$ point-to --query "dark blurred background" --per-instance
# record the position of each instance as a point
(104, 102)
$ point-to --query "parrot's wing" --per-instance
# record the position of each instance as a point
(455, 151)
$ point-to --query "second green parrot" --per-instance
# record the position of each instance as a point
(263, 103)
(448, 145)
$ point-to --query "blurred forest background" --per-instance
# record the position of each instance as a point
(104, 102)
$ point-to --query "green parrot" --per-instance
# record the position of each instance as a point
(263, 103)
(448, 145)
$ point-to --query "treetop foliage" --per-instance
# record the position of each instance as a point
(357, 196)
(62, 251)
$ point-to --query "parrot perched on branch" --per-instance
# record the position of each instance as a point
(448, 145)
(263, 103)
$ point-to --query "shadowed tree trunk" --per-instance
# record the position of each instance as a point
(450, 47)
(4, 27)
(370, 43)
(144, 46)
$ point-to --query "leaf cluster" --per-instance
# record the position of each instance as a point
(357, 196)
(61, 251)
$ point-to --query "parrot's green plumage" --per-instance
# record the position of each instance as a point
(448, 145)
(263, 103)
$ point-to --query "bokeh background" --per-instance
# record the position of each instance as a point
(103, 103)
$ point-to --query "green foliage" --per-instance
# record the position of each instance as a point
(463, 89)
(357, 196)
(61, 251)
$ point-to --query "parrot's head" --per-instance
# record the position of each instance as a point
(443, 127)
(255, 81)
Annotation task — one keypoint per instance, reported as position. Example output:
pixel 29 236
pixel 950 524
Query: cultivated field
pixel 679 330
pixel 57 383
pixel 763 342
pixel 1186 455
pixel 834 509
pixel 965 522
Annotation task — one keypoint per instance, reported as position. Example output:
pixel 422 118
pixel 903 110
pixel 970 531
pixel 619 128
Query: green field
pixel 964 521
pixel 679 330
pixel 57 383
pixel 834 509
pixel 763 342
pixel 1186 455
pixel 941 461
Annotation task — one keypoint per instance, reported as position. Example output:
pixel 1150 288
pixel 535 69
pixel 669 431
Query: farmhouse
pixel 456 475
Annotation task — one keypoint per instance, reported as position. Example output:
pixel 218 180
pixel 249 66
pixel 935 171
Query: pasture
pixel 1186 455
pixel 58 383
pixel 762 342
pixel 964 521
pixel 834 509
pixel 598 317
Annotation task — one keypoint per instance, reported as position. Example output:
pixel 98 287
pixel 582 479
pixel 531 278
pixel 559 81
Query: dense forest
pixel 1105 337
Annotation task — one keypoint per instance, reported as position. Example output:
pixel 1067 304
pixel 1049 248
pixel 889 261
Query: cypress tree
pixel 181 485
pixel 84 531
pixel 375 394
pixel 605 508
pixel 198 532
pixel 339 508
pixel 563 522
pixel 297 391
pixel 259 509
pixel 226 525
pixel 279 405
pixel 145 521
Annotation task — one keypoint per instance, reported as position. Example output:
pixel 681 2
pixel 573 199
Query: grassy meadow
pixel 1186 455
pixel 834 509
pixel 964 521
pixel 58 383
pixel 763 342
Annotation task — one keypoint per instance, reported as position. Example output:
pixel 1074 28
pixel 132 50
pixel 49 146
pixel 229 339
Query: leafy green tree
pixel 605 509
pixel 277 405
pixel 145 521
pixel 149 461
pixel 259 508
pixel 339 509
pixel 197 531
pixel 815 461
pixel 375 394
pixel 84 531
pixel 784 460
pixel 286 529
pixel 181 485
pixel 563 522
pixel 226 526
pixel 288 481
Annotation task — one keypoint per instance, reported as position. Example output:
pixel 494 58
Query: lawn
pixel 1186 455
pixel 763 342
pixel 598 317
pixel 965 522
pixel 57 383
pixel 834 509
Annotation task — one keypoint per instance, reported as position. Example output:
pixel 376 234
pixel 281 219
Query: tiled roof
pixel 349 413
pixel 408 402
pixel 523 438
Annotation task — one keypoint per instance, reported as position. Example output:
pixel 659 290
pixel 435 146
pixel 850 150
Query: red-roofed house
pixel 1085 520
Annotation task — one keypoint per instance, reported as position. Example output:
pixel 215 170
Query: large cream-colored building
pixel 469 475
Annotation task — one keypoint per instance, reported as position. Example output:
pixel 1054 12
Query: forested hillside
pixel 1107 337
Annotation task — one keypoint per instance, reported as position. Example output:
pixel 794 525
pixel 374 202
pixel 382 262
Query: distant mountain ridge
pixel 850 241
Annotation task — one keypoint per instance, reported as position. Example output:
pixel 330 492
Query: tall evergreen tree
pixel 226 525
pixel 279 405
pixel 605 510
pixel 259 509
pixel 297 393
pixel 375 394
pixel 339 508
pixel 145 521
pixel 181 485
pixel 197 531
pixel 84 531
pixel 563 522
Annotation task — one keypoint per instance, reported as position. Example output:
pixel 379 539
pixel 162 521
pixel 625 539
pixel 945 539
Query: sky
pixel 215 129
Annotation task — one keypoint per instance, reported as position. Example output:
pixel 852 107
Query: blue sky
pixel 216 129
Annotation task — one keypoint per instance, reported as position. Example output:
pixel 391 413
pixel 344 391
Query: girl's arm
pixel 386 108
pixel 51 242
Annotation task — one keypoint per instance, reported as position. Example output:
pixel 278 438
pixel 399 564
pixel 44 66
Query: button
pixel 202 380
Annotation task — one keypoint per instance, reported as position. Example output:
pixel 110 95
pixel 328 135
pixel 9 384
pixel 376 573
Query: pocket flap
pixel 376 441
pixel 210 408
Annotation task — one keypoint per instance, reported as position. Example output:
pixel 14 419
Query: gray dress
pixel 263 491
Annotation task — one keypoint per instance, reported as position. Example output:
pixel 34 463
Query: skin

> [ASSIGNMENT]: Repeat the data exactly, with every line included.

> [RESULT OF THIS TASK]:
$ point-to --query "dark blurred background" --per-instance
# record the position of each instance as a point
(104, 102)
$ point-to --query "parrot's wing" --per-instance
# record the position of each instance as a point
(455, 151)
$ point-to --query "second green parrot" --per-instance
# record the position of each instance as a point
(263, 103)
(448, 145)
$ point-to --query "blurred forest background" --per-instance
# record the position of each instance as a point
(104, 102)
$ point-to --query "green parrot" --per-instance
# record the position of each instance as a point
(263, 103)
(448, 145)
$ point-to --query "treetop foliage" --per-instance
# record the position of each instance as a point
(357, 196)
(62, 251)
$ point-to --query "parrot perched on branch" --per-instance
# record the position of each instance as a point
(448, 145)
(263, 103)
$ point-to --query "shadowed tree trunk" --per-instance
# record the position of each instance as a point
(450, 47)
(4, 27)
(370, 43)
(144, 46)
$ point-to --query "leaf cluster" --per-instance
# record the position of each instance as a point
(357, 196)
(61, 251)
$ point-to --query "parrot's green plumage" --per-instance
# record the position of each instance as a point
(448, 145)
(263, 103)
$ point-to --query "bokeh background" --per-instance
# record the position of each instance as a point
(103, 103)
$ point-to --query "green foliage" --per-instance
# record the position of each instance as a point
(463, 89)
(357, 196)
(61, 251)
$ point-to --query "parrot's head" --per-instance
# record the position of each instance as a point
(443, 127)
(255, 81)
Annotation task — one keypoint per instance, reported as position. Example output:
pixel 29 236
pixel 950 524
Query: cultivated field
pixel 679 330
pixel 57 383
pixel 763 342
pixel 1186 455
pixel 834 509
pixel 965 522
Annotation task — one keypoint per instance, reported as position. Example output:
pixel 422 118
pixel 903 110
pixel 970 531
pixel 619 128
Query: green field
pixel 964 521
pixel 679 330
pixel 57 383
pixel 834 509
pixel 763 342
pixel 1186 455
pixel 941 461
Annotation task — one keypoint per instance, reported as position. Example output:
pixel 1150 288
pixel 535 69
pixel 669 431
Query: farmhouse
pixel 456 475
Annotation task — one keypoint per instance, reported as position. Example output:
pixel 218 180
pixel 249 66
pixel 935 171
Query: pasture
pixel 1186 455
pixel 58 383
pixel 762 342
pixel 964 521
pixel 834 509
pixel 598 317
Annotation task — one keypoint per instance, reported as position. Example output:
pixel 98 287
pixel 582 479
pixel 531 278
pixel 559 81
Query: dense forest
pixel 1105 337
Annotation task — one keypoint per instance, reported as position. Example output:
pixel 1067 304
pixel 1049 248
pixel 889 261
Query: cypress tree
pixel 181 485
pixel 84 531
pixel 375 394
pixel 605 508
pixel 198 532
pixel 339 508
pixel 563 522
pixel 297 391
pixel 259 509
pixel 226 525
pixel 279 405
pixel 145 521
Annotation task — one keypoint per instance, reported as position. Example output:
pixel 681 2
pixel 573 199
Query: grassy meadow
pixel 1186 455
pixel 834 509
pixel 964 521
pixel 58 383
pixel 763 342
Annotation task — one keypoint per instance, reported as position. Example output:
pixel 1074 28
pixel 132 50
pixel 49 146
pixel 229 339
Query: leafy green tree
pixel 605 509
pixel 277 405
pixel 145 521
pixel 149 461
pixel 259 508
pixel 339 509
pixel 197 531
pixel 815 461
pixel 375 394
pixel 84 531
pixel 784 460
pixel 286 529
pixel 181 485
pixel 563 522
pixel 226 526
pixel 288 481
Annotation task — one keypoint per instance, reported as position. Example output:
pixel 494 58
Query: lawn
pixel 1186 455
pixel 763 342
pixel 598 317
pixel 965 522
pixel 57 383
pixel 834 509
Annotation task — one keypoint per instance, reported as position. Example output:
pixel 376 234
pixel 281 219
Query: tiled roof
pixel 349 413
pixel 408 402
pixel 523 438
Annotation task — one keypoint per instance, reported as position. Example output:
pixel 659 290
pixel 435 146
pixel 850 150
Query: red-roofed house
pixel 1085 520
Annotation task — one keypoint per instance, reported as position. Example output:
pixel 215 170
Query: large cream-colored building
pixel 469 475
Annotation task — one keypoint per instance, reported as position. Example output:
pixel 1054 12
Query: forested hillside
pixel 1107 337
Annotation task — one keypoint per instance, reported as position. Example output:
pixel 794 525
pixel 374 202
pixel 382 262
Query: distant mountain ridge
pixel 850 241
Annotation task — one keypoint per instance, reported as position. Example output:
pixel 330 492
Query: tall evergreen tree
pixel 226 525
pixel 279 405
pixel 605 510
pixel 259 509
pixel 297 393
pixel 375 394
pixel 339 508
pixel 145 521
pixel 181 485
pixel 197 531
pixel 84 531
pixel 563 522
Annotation task — one keypoint per instance, reported as position. Example output:
pixel 379 539
pixel 162 521
pixel 625 539
pixel 945 539
Query: sky
pixel 215 129
Annotation task — one keypoint per instance, reported as position. Example output:
pixel 852 107
Query: blue sky
pixel 216 129
Annotation task — one keypoint per instance, reported as position. Example output:
pixel 391 413
pixel 344 391
Query: girl's arm
pixel 386 108
pixel 51 242
Annotation task — one keypoint per instance, reported as position. Example output:
pixel 278 438
pixel 399 564
pixel 44 66
Query: button
pixel 202 380
Annotation task — one keypoint per instance, reported as position. Example output:
pixel 110 95
pixel 328 135
pixel 9 384
pixel 376 573
Query: pocket flap
pixel 376 441
pixel 210 408
Annotation task — one keypoint per instance, reported as position. Example output:
pixel 14 419
Query: gray dress
pixel 263 491
Annotation task — one keypoint per instance, reported as position. Example output:
pixel 34 463
Query: skin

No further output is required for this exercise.